# Pasaje citado
---

Era previsible, cantado, que iniciativas políticas de este tenor iban a exacerbar, en amplios sectores de la población argentina, las atávicas pasiones del odio racial. Esas que Alberdi y Sarmiento, en nombre de la Civilización, nos inocularon hace más de un siglo, cuando nuestro país aún estaba en formación. Y que los hombres de la generación del 80, tiempo después, con Roca a la cabeza, reforzarían con creces a la sombra del positivismo.

De más está decir que los medios hegemónicos aportaron lo suyo. Mediante la desinformación, el análisis superficial y las opiniones tendenciosas abonaron generosamente el terreno. Pronto saldrían a la luz las consecuencias de su eficiente faena manipulativa.

“¡Boliviana de mierda, vos te estás llevando nuestros medicamentos!”, le espetó un jubilado a una joven en una repartición salteña del PAMI. La increpada, atónita, le respondió que ella había nacido y vivido toda su vida en la localidad de Cachi, provincia de Salta, y que, por ende, era argentina. La aclaración no sirvió de mucho. El geronte, fuera de sí, le propinó un puñetazo, sin cargo de conciencia.

A la ligera, muchos medios de prensa caracterizaron el hecho como un «incidente xenofóbico». Llamemos, por favor, a las cosas por su nombre. No fue xenofobia. Fue racismo, racismo liso y llano. La xenofobia, por definición, «excluye» el odio a compatriotas.

Al iracundo jubilado le importó un bledo enterarse de que la joven era su connacional y comprovinciana. Solo vio en ella una «negra», una «india colla». Y cebado por la demagogia chovinista-arancelaria de Cambiemos, se sintió llamado a hacer «justicia por mano propia», como tantos superhéroes violentos del cómic y el cine yanquis. En su cabeza de termo, en su imaginario fascistoide, la tez trigueña representaba un inquietante –y repugnante– rasgo antiargentino, un estigma de la antipatria.

Para la derecha argentina, «boliviano/a» funciona más como un epíteto racial que como un gentilicio. Y por lo tanto, puede ser aplicado tanto a personas nativas como extranjeras. En la cosmovisión facha argenta, “bolivianidad” es sinónimo de «indiada colla», una raza inferior ajena y hostil al verdadero Ser nacional.

---

# Tareas
**1.** Condense el párrafo del pasaje citado que empieza con «A la ligera, muchos medios» y conserve sus datos principales.
**2.** Reproduzca literalmente el fragmento del pasaje citado que comienza en "A la ligera, muchos" y termina en "de la antipatria.".

# Extracto de datos

---

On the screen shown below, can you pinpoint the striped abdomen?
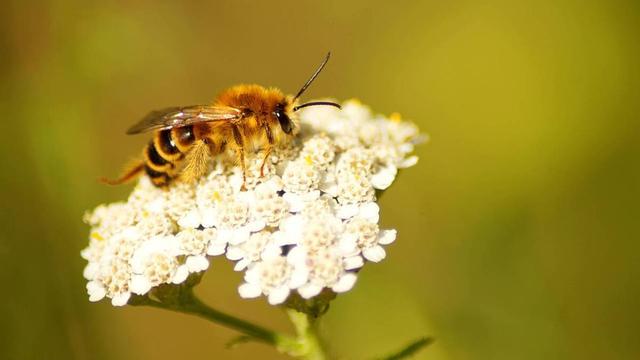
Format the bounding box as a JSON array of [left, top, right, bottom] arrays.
[[144, 125, 196, 186]]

---

# Resultados en orden
**1.** Muchos medios calificaron apresuradamente el hecho de «incidente xenofóbico». Sin embargo, no fue xenofobia sino racismo liso y llano, pues la xenofobia, por definición, excluye el odio a compatriotas.

**2.**
A la ligera, muchos medios de prensa caracterizaron el hecho como un «incidente xenofóbico». Llamemos, por favor, a las cosas por su nombre. No fue xenofobia. Fue racismo, racismo liso y llano. La xenofobia, por definición, «excluye» el odio a compatriotas.

Al iracundo jubilado le importó un bledo enterarse de que la joven era su connacional y comprovinciana. Solo vio en ella una «negra», una «india colla». Y cebado por la demagogia chovinista-arancelaria de Cambiemos, se sintió llamado a hacer «justicia por mano propia», como tantos superhéroes violentos del cómic y el cine yanquis. En su cabeza de termo, en su imaginario fascistoide, la tez trigueña representaba un inquietante –y repugnante– rasgo antiargentino, un estigma de la antipatria.